▶ Task requirements
All the entries need to be quoted exactly, apart from the pictures, which you should drop.

___ Available data

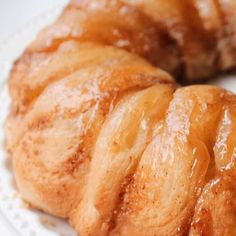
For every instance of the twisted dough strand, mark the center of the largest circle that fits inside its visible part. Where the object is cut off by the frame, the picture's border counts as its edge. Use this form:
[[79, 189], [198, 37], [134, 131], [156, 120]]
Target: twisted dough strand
[[102, 137]]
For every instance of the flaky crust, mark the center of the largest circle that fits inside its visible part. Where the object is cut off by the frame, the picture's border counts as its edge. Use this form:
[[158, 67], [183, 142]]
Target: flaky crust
[[99, 135]]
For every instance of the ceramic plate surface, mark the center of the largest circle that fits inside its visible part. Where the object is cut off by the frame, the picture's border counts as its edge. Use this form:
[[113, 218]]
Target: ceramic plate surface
[[18, 218]]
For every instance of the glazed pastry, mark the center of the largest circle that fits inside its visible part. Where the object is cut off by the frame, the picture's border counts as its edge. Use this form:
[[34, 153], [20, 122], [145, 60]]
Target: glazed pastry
[[99, 135]]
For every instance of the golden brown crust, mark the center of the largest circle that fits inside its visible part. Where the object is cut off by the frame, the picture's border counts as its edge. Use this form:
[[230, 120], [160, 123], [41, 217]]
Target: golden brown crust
[[100, 136]]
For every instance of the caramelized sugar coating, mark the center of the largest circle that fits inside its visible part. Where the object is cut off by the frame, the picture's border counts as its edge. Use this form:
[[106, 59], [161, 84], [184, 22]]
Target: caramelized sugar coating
[[100, 136]]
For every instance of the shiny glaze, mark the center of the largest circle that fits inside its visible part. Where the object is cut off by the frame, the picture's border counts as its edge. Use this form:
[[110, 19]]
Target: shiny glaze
[[100, 136]]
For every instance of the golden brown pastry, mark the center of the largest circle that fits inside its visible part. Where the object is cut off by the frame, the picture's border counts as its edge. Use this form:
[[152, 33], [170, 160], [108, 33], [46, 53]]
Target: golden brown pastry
[[99, 135]]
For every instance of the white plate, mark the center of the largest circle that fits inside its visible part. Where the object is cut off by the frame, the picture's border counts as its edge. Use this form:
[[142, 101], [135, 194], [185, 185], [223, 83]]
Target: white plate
[[19, 219]]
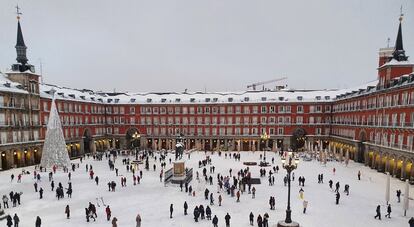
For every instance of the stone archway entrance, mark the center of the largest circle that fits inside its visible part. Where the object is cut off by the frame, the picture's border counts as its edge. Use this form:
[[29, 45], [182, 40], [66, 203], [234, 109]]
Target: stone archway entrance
[[87, 141], [298, 139], [361, 147]]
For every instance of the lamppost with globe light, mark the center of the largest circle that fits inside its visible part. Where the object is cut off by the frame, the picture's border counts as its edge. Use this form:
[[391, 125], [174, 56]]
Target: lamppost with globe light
[[290, 163], [136, 136]]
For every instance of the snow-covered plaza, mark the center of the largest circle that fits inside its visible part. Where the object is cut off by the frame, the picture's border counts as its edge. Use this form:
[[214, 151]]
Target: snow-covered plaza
[[152, 199]]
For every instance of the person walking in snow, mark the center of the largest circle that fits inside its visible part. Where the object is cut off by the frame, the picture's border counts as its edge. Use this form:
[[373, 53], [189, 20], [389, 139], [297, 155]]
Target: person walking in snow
[[378, 210], [185, 207], [67, 211], [337, 187], [227, 219], [9, 221], [337, 198], [220, 199], [215, 221], [346, 189], [253, 192], [16, 220], [138, 220], [5, 202], [411, 222], [305, 205], [259, 221], [388, 211], [196, 214], [208, 213], [301, 191], [38, 222], [399, 195], [108, 213], [114, 222], [41, 193]]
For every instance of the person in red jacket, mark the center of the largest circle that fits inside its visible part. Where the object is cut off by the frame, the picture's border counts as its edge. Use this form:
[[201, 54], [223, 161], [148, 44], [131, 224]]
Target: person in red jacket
[[108, 213]]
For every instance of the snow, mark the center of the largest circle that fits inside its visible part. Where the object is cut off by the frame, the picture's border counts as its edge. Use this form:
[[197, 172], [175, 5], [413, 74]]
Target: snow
[[152, 199], [394, 62]]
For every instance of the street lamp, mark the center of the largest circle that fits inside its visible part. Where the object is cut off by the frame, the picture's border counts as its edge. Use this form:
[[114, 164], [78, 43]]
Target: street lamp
[[290, 163], [136, 136], [264, 138]]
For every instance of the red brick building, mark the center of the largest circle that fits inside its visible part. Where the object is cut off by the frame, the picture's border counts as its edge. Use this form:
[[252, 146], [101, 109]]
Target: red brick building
[[372, 123]]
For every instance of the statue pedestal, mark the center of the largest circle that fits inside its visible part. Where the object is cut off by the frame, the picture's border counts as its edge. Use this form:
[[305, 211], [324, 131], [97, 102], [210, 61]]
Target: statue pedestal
[[284, 224]]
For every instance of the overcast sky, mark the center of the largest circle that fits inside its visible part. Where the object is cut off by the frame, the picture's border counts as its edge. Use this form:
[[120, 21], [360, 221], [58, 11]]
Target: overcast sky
[[217, 45]]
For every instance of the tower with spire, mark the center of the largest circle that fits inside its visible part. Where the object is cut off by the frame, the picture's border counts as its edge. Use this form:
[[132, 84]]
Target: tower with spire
[[22, 61], [393, 62]]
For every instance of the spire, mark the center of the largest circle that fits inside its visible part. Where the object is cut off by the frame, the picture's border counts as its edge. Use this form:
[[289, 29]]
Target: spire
[[20, 46], [399, 52]]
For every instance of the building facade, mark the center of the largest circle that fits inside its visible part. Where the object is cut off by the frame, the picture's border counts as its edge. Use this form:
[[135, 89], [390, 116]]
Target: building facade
[[372, 124]]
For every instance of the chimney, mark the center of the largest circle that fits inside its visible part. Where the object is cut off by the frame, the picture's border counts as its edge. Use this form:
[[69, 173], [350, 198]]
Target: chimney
[[385, 55]]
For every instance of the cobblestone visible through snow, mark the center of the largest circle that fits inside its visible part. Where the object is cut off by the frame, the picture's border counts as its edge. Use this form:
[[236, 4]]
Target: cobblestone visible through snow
[[152, 200]]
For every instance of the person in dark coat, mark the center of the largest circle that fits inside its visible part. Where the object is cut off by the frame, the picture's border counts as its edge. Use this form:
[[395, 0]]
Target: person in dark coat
[[378, 210], [337, 198], [208, 213], [411, 222], [388, 211], [185, 208], [196, 214], [201, 210], [227, 219], [215, 221], [9, 222], [16, 220], [41, 193], [38, 222], [399, 195], [251, 218], [259, 221], [67, 211]]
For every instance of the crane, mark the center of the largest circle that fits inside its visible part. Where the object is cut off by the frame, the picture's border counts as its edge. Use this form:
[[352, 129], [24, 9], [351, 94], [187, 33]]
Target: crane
[[264, 82]]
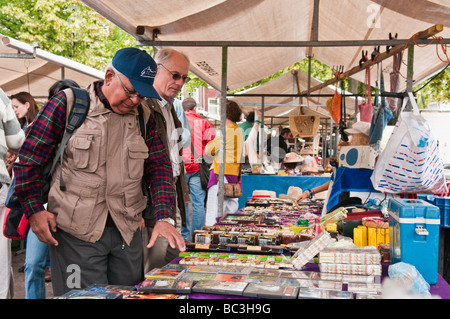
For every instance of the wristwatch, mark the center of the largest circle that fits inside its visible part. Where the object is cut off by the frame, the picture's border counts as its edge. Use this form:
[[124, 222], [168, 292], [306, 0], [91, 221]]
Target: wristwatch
[[167, 220]]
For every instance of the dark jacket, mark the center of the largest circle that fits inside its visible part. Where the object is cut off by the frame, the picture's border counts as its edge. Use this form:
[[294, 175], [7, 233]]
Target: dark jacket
[[182, 188]]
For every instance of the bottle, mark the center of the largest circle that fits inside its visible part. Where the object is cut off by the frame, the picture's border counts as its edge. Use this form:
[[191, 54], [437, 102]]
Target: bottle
[[317, 229]]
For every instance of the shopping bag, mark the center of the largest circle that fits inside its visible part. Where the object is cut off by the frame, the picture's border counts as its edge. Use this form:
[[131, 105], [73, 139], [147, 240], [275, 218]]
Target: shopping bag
[[304, 125], [232, 190], [334, 106], [366, 107], [410, 162]]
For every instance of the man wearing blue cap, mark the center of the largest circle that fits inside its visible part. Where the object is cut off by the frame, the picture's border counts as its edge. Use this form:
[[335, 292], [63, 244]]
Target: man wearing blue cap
[[173, 67], [92, 226]]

______

▶ Answer box
For every instance of the twisted dough strand, mark the center of the largest circle that fits inside its visible part. Where the object is cut off by the frame, the picture's border counts as its edge. Use this form:
[[79, 189], [198, 37], [134, 131], [156, 120]]
Target: twisted dough strand
[[102, 137]]
For every instance of the flaky crust, mark the center of the largest circle that fits inside its visible part. Where the object is cut off by the frame, the picture's border counts as its edge. Use this form:
[[158, 67], [183, 142]]
Target: flaky crust
[[99, 135]]
For every instance of the ceramic plate surface, mark the center of the largest circle that fits inside its visible part. Where the object is cut off by the frame, the picture's border counts as its edge. Use this form:
[[113, 218]]
Target: ceramic plate surface
[[18, 218]]
For every instance of the glazed pastry, mark the center of the largest circle that fits inside its visible part. Where the object is cut off by the frame, the picture's border counts as its edge. Use this form:
[[34, 153], [20, 122], [145, 60]]
Target: glazed pastry
[[99, 135]]
For every instance of the golden brown crust, mark the center of the largest circle that fits inside its visible part. Where the object is cut off by the frame, the picture's border counts as its edge. Use this form:
[[230, 120], [160, 123], [41, 217]]
Target: golden brown crust
[[100, 136]]
For every instance of the caramelized sugar coating, mark the center of the largest circle that fits inside its visible part. Where the object is cut off by the frame, the picture's border counts as its edge. Use this form:
[[106, 59], [161, 84], [184, 22]]
Target: caramelized sugar coating
[[100, 136]]
For every instance of the shiny glaze, mark the center of the largest circle that fits inside its visible part. Where the object is cut off by the frame, the picture's border counts as its edge. Use this form:
[[110, 19]]
Target: shiny glaze
[[100, 136]]
For every instance of the golden brown pastry, mark the center of the largest circle that fits inside its visible part. Where the object is cut off by the frame, the picture's border counts as its edge. Use this form:
[[152, 33], [170, 160], [108, 33], [46, 53]]
Target: golden brown pastry
[[99, 135]]
For every instance of the white plate, mark the center of the largest circle that fits inside its visible part. Where the object is cut off by the frame, the picture's border counts as its edge. Use this form:
[[142, 101], [135, 194], [185, 185], [223, 83]]
Target: white plate
[[19, 219]]
For every instance of the stone archway entrance, mark the center of the largest circle that fits inside its visible part. Where the object is cut off by the frame, the picture's border counts as its edge. Use this form:
[[29, 45], [182, 40], [66, 203], [234, 109]]
Target: stone archway entrance
[[87, 141], [298, 139], [361, 147]]
For every instance of the lamppost with globe light, mark the center of the largest circle that fits inside its visible part. Where the object is cut off by the frame, the picture's border counts as its edge. Use this form:
[[391, 125], [174, 56]]
Target: lamppost with globe light
[[290, 163], [136, 136]]
For every instance of the snow-covered plaza, mark the center of the largest circle that fits inside its visible part. Where the object is cut off by the frame, the picture's border counts as its edge. Use this form:
[[214, 151]]
Target: snow-covered plaza
[[152, 199]]
For every instance of the person walking in snow, mark the center of the largest circle that fits inside its visible part. Where the object is cut off by the frame, the picture's border counts as its edge. Use this form:
[[373, 53], [189, 20], [389, 139], [297, 155]]
Target: person walking in snow
[[378, 210], [185, 207], [67, 211], [337, 187], [227, 219], [9, 221], [337, 198], [220, 199], [215, 221], [346, 189], [253, 192], [16, 220], [138, 220], [5, 202], [411, 222], [305, 205], [259, 221], [388, 211], [196, 214], [208, 213], [301, 191], [38, 222], [399, 195], [108, 213], [114, 222], [41, 193]]
For every instance of the person in red jacket, mark the center of the largest circle that fits inside its visible part. Where the object is cut off by the frame, the picture's border counts as its edge. Use this form:
[[201, 54], [223, 161], [148, 44], [131, 224]]
Target: person in red jacket
[[108, 213]]
For every instance of the snow, mark the center of the largest circle that fits inside its visible part. Where the object is cut off by the frame, the picture's border counts as its edge. Use this form:
[[197, 172], [175, 5], [413, 74]]
Target: snow
[[152, 199], [394, 62]]
For every instance of the street lamp, mark the center of the largest circle that fits inside its visible part. Where the object is cut off by the frame, the picture's border counts as its edge. Use this form:
[[114, 164], [78, 43]]
Target: street lamp
[[290, 163], [136, 136], [264, 138]]
For every instance of the red brick building, mark the center of the largest circle that fits inside its visible part. Where the object is cut off by the frame, the picture's border counts as its edge. Use this form:
[[252, 146], [101, 109]]
Target: red brick building
[[372, 123]]
For every instance of the statue pedestal, mark the center of the largest circle that fits inside its visible part. Where the object is cut off by the frame, the picture's border counts as its edge. Use this form:
[[305, 211], [324, 131], [97, 102], [210, 61]]
Target: statue pedestal
[[284, 224]]
For every instance of the overcast sky, mark the center of the largest circle that fits inside its visible part. Where the object is cut off by the frame, the picture's border counts as its edge. Use this form:
[[120, 21], [360, 221], [58, 11]]
Target: overcast sky
[[217, 45]]
For every instance of the tower with spire, mark the center of the largest circle that fits inside its visible part. Where the object is cut off by the frame, the picture's border counts as its edge. Use this form:
[[132, 84]]
Target: tower with spire
[[22, 61], [393, 62]]
For every instance of the spire, mark the center of the largest circle that fits inside its visible part. Where the object is cut off by the frame, the picture's border counts as its edge. Use this form:
[[289, 29]]
Target: spire
[[20, 46], [399, 52]]
For every instance of the building facade, mark the center of the largest circle that fits inside its visible part. Where the object is cut off by the frame, the picture's border counts as its edge. Use this form:
[[135, 89], [390, 116]]
Target: building facade
[[372, 124]]
For every instance of the chimney, mark the center of the largest circle that fits inside its visible part. Where the object is cut off by the frame, the picture's border counts as its edge. Use this form:
[[69, 173], [350, 198]]
Target: chimney
[[385, 55]]
For every instance of the cobblestone visible through snow, mark the center of the largest circle that fits inside its visible part. Where the object is cut off by the frame, the picture's border counts as its edge. Use this form:
[[236, 4]]
Target: cobblestone visible through snow
[[152, 200]]
For every instance of the person in dark coat, mark the center of the largest circle that fits inside its visible part. Where the object is cut off by the frame, the picture's border counts as its edge. Use this form:
[[395, 0]]
Target: person in dark coat
[[378, 210], [337, 198], [208, 213], [411, 222], [388, 211], [185, 208], [196, 214], [201, 210], [227, 219], [215, 221], [9, 222], [16, 220], [41, 193], [38, 222], [399, 195], [251, 218], [259, 221], [67, 211]]
For every instance of the crane, mark the center of the largest circle that fits inside its visible part. Where the object is cut off by the frame, the picture's border counts as its edge. Use this form:
[[352, 129], [24, 9], [351, 94], [187, 33]]
Target: crane
[[264, 82]]
For every instance of the wristwatch, mark the center of the largest circle that fits inside its visible part. Where the object is cut off by the frame, the picture's border counts as its edge. Use this form:
[[124, 222], [168, 292], [306, 0], [91, 221]]
Target: wristwatch
[[167, 220]]
For every instance of the dark jacket, mark the center of the largest circle that fits inside its visible part. Where the object is cut off by the frame, the picture's border counts as its edge. Use this form:
[[294, 175], [7, 233]]
Target: dark jacket
[[182, 188]]
For every instance of the bottle, mark the center of the largest circle that fits inside its visible part. Where the object is cut off by the frame, the picture's border counts as its edge. Use this form:
[[191, 54], [437, 102]]
Target: bottle
[[317, 229]]
For every instance of the shopping bag, mark the center of the largest circle that fits inside its visible part. Where the object is cut off by the frame, the picture's border counts as its edge. Use this form:
[[131, 105], [73, 139], [147, 240], [275, 218]]
Target: shopping bag
[[304, 125], [232, 190], [334, 106], [366, 107], [410, 162]]
For every instance of the man wearing blue cap, mark the center of the largest circle that fits inside its visible part. Where the object is cut off by the frame, the picture's border counts as its edge. Use this form:
[[335, 292], [63, 244]]
Target: man wearing blue cap
[[173, 67], [92, 226]]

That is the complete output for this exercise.